**Written task**
Copy every line of the records below word for word, leaving out the pictures.

[Start Entries]

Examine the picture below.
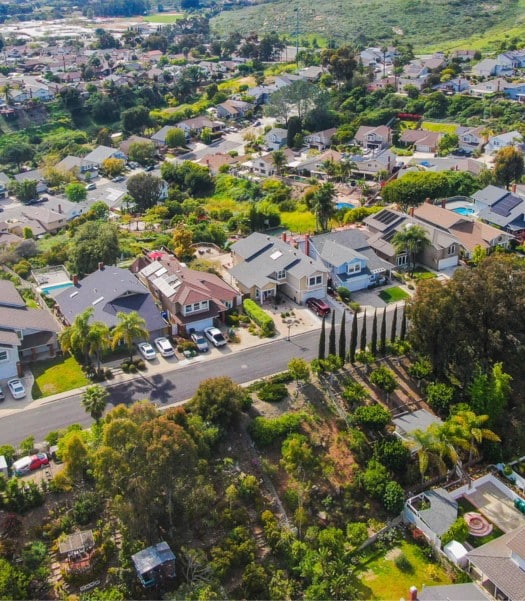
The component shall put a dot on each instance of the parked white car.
(146, 350)
(164, 347)
(215, 336)
(16, 388)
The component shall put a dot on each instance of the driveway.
(496, 506)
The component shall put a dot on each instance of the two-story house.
(352, 262)
(193, 300)
(441, 253)
(265, 267)
(26, 334)
(373, 137)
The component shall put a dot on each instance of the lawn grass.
(394, 294)
(164, 18)
(382, 579)
(56, 375)
(442, 128)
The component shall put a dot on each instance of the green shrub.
(260, 317)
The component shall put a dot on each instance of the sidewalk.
(300, 321)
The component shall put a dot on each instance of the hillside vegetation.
(421, 22)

[End Entries]

**Solution for this exercise**
Examine the picture below.
The component shall put a dot on each instance of the parked white car.
(146, 350)
(164, 347)
(215, 336)
(16, 388)
The component shall put a dot on each instance of the driveway.
(496, 506)
The component shall put a dot on each instance of the two-story house.
(352, 262)
(193, 300)
(441, 253)
(265, 267)
(26, 334)
(373, 137)
The component shall put a dot on each instance of the lawn grass.
(394, 294)
(164, 18)
(382, 579)
(56, 375)
(442, 128)
The component shall put a dot on each instance of the green shrub.
(260, 317)
The component shall put a dot on each instance of the sidewalk.
(300, 321)
The component shall put a dot on each instance of the hillside vegetation.
(421, 22)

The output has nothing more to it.